Tasks to perform
A: Condense the paragraph of the review of "Sleep" that begins "At the opening of the show" into a shorter version that keeps its main facts.
B: From the paragraph of the review of "Sleep" that begins "This theatrical adaptation," list every individual person named.
C: Reproduce everything from "However, the real" down to "be worth living." in the review of "Sleep", changing "awake" to "conscious" wherever it occurs.

Selected text

Jihae Park                  Photo Credit:Max Gordon

 

 

                   by  R. Pikser

 

This theatrical adaptation of Haruki Murakami’s short story, “Sleep,” is a work of much collaboration:   The adaptation is by Naomi Iizuka; The direction, as important as the acting, is by Ripe Time, a group that develops and presents new ensemble-based performance works, and its artistic director Rachel Dickstein; the sets and production design by Susa Zeeman Rogers are integral to the layers of consciousness represented; Jiyoun Chang’s lighting design is not only integral but revelatory, as is Hannah Wasileski’s projection design; and The Newborn Trio’s accompanying sound (glass percussion metal and glass objects, shakuhachi and other flutes, and drums) supports and illuminates the actions of the other performers.  The understated costumes designed by Ilona Somogyi suggest the soft boundaries of the world of sleep or the unconscious. When we enter this world, we, too, are transported to a world of indefinite boundaries and multi-layered depths and confusions.

 

However, the real subject of “Sleep” is the question of what it would take to be awake, truly awake.  It asks us whether we, too, are not asleep, whether our lives, if examined, would be worth living.

 

At the opening of the show, a woman (Jiehae Park) is pacing back and forth in a restricted space, making meaningless, mechanized movements that we will see over and over throughout the show, performed by her and her family, the repetitive gestures of a life spent sleepwalking.  And she talks and talks.  She tells about her days and about her nights without sleep, about her normal life and about her internal life.  She is reflected multiple times in the mirror behind her, or perhaps it is a scrim, since her reflection also turns into shadow, and sometimes the shadows take on lives of their own.  We see layers upon layers, like the nesting boxes mentioned in the text.  We in the audience begin to question what we are seeing and, with her, we begin to question what it all means,.

(Stored items from a collection)
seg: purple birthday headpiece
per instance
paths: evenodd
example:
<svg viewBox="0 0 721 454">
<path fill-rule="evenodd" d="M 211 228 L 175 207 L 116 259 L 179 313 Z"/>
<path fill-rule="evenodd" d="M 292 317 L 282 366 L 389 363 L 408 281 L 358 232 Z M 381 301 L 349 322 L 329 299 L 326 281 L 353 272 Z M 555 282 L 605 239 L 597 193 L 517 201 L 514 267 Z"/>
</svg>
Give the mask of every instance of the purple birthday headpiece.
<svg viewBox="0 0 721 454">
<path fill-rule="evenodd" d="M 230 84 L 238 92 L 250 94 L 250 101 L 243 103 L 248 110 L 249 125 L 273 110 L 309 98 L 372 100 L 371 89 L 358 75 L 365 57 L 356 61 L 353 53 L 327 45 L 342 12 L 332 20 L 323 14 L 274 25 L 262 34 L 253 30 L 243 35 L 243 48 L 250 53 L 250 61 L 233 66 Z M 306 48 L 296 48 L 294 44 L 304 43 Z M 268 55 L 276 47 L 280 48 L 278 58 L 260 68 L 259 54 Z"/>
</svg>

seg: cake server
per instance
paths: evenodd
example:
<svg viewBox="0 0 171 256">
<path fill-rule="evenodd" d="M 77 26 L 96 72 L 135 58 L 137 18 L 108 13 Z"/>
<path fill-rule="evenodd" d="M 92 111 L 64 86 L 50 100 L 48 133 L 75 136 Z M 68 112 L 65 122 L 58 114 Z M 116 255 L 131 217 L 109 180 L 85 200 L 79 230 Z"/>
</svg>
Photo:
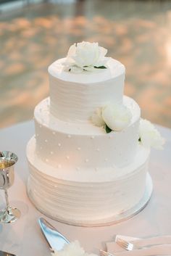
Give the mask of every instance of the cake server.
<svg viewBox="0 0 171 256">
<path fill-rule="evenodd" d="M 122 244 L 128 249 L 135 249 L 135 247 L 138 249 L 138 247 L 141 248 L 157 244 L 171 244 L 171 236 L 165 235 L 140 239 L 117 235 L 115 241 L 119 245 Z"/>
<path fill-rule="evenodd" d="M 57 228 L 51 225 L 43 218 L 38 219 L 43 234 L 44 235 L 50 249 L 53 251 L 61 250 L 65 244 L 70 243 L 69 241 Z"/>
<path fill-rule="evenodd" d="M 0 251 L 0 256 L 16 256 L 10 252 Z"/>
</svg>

Expected responses
A: A woman (Jiehae Park) opens the show pacing in a restricted space. She makes meaningless, mechanized movements that she and her family repeat throughout the show, the gestures of a life spent sleepwalking. She talks constantly about her days and her sleepless nights, her normal life and her internal life. A mirror, or perhaps a scrim, behind her reflects her many times. Her reflection turns into shadow, and the shadows sometimes take on lives of their own, creating layers like the nesting boxes mentioned in the text. The audience, along with her, begins to question what it is seeing and what it all means.

B:
- Haruki Murakami
- Naomi Iizuka
- Rachel Dickstein
- Susa Zeeman Rogers
- Jiyoun Chang
- Hannah Wasileski
- Ilona Somogyi

C:
However, the real subject of “Sleep” is the question of what it would take to be conscious, truly conscious.  It asks us whether we, too, are not asleep, whether our lives, if examined, would be worth living.